Nadie nos mira no fue la única película ubicada en la Gran Manzana que vi en el D’A; hasta allí se también desplazó hace una década otro foráneo, el español Gustavo Sánchez, para buscar en la noche neoyorquina el hilo de un documental, para el que entrevistó a decenas de personas vinculadas al underground, al arte y a la música. De entre todas las realidades que descubrió, se quedó con la de cuatro transexuales a las que hizo protagonistas de esta honesta y entusiasta reivindicación de lo queer, titulada I hate New York (2018).

I hate New York

El documental, de cuya posproducción se encargaron los hermanos Bayona, recoge los testimonios de estas personas que tuvieron que luchar para que la ciudad fuera un poco más suya: me impactó que una de las tareas a las que se dedicara la activista Chloe Dzubilo, fallecida durante el montaje de la película, fuera ir a las comisarias a instruir a los agentes en cómo tratar a personas transexuales. Dzubilo, cuya muerte tiñe de melancolía el tramo final de la película, luchó desde distintos frentes en la década de los noventa para visualizar y poner en cuestión el estigma del SIDA, y se casó a finales de la primera década del nuevo siglo con T de Long, otro de los protagonistas de la película, en una boda que tuvo que burlar la legislación del estado de Nueva York para llevarse a cabo. Sánchez también filmó el enlace, y es uno de los momentos más emotivos de una película cuya transparente narrativa debería ayudar a que se distribuya y se vea, porque desempeña un trabajo de visualización y normalización relevante.

------

Instrucciones:
1. Responde a estas preguntas sobre el texto acerca del documental I hate New York:
(a) ¿De qué nacionalidad es Gustavo Sánchez?
(b) ¿Quiénes se encargaron de la posproducción del documental?
(c) ¿Con quién se casó Chloe Dzubilo?
2. Prolonga el texto sobre el documental I hate New York a partir de su última oración.

Material proporcionado:
------

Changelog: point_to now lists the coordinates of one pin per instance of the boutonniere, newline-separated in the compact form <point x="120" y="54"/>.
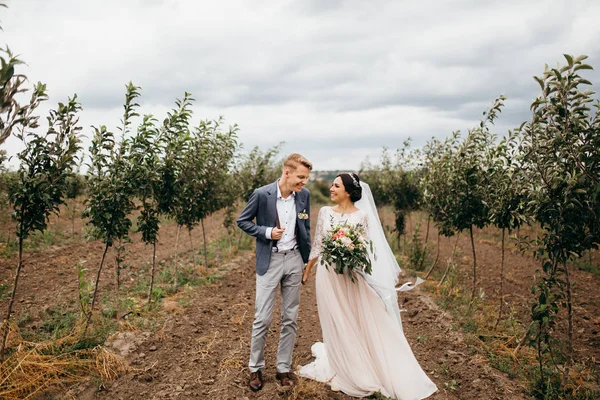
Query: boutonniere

------

Respuestas:
1.
(a) Es español.
(b) Los hermanos Bayona.
(c) Con T de Long.

2.
La brecha

En una escena de Ava (Sadaf Foroughi, 2017), varias adolescentes hablan sobre qué hacer si se quedan embarazadas estando solteras. Abortar es un marrón, pero parece que, para ellas, hablarlo con los padres lo es todavía más. La conversación me remite a Disappearance (2017), del también iraní Ali Asgari, que narra el periplo nocturno de una joven pareja que se halla en la situación que tanto temen las muchachas de la película de Foroughi: ella necesita un aborto, pero no se lo puede decir a sus padres. En el film de Asgari, que vi el año pasado en la Seminci, los padres son como torres de vigilancia fuera de campo, haces de luz a evitar, mientras que, en Ava, no solo los veremos sino que también podremos palpar esa brecha que imposibilita la comunicación intergeneracional, no solo con los padres sino también con los profesores, y que hacen que ser una estudiante de instituto con pasión por la música en Irán pueda llegar a ser un infierno. El guion de Foroughi, que no se arredra ante las conversaciones largas, se materializa en una puesta en escena funcional pero a menudo astuta en el uso del encuadre para mostrar el enclaustramiento en el que vive su protagonista.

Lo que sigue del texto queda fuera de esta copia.